> _Exercise objective_:
Report every line below that contains the string "negative". Letter case matters.

-- -- --

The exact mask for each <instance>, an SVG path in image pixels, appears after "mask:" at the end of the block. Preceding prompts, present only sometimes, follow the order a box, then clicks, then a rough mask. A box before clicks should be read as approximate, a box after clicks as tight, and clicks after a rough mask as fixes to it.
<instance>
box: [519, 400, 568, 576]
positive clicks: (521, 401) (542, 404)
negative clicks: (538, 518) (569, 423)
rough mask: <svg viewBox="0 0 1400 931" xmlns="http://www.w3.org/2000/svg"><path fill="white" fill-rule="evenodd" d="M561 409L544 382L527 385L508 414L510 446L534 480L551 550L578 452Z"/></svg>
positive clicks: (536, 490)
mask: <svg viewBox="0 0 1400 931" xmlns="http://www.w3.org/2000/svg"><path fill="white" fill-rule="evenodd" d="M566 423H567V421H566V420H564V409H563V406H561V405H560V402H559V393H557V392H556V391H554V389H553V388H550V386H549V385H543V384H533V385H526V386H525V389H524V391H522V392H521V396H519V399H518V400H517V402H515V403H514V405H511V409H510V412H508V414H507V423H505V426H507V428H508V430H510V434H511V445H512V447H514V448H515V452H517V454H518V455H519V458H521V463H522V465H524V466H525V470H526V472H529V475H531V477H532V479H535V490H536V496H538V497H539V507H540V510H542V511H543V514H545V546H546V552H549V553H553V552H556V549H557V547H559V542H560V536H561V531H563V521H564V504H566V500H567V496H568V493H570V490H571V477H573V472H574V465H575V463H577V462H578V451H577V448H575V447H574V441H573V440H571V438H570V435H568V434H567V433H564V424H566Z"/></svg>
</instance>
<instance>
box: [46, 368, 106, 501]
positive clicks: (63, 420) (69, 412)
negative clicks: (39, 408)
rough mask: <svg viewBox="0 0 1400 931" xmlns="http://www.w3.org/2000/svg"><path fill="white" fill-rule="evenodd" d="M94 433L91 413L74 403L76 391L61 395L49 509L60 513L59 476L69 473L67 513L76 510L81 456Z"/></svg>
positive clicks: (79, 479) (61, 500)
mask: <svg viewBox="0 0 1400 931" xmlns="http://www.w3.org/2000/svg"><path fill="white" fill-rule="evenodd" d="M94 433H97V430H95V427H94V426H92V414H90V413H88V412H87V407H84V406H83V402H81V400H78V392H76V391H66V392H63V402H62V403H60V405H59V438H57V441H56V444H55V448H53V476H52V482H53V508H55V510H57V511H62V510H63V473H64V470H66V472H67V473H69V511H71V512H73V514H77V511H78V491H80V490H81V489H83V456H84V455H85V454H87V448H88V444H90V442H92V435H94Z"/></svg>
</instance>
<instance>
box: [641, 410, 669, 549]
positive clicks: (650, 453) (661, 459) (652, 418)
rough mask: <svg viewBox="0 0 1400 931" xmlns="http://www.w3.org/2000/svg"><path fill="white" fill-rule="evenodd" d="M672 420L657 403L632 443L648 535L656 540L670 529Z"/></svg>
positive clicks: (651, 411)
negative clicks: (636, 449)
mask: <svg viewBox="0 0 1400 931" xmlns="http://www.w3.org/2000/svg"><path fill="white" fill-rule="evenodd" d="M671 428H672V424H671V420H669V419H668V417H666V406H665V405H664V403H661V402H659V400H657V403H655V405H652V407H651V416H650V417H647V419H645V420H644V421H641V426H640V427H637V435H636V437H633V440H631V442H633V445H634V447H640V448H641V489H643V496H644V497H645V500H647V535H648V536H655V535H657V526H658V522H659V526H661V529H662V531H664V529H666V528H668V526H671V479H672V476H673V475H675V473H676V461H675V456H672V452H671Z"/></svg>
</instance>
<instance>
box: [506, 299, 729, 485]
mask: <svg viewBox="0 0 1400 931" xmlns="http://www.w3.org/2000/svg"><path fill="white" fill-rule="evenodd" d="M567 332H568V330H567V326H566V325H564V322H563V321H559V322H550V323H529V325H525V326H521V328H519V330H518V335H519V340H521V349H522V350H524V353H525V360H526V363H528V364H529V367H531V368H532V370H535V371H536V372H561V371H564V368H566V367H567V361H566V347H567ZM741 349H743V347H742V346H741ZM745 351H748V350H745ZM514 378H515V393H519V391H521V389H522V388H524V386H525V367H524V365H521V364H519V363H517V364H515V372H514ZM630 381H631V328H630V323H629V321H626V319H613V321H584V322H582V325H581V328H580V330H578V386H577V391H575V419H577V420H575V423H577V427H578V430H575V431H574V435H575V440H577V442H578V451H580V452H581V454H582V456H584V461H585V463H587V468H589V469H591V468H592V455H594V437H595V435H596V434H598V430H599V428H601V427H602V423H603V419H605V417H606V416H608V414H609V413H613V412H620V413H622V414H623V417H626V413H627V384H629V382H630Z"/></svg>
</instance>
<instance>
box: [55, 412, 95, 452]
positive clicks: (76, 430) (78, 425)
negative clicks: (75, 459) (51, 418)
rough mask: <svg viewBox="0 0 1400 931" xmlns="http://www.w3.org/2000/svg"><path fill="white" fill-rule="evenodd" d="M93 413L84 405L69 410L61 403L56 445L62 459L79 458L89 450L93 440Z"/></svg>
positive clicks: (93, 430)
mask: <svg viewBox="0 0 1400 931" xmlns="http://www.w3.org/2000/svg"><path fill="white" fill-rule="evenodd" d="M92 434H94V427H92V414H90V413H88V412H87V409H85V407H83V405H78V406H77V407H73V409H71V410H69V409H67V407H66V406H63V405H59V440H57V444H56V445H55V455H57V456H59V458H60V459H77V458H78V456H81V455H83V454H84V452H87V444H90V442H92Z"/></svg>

-- -- --

> _Result of the task_:
negative clicks: (538, 518) (569, 423)
negative clicks: (39, 408)
negative clicks: (636, 449)
negative clicks: (75, 459) (51, 418)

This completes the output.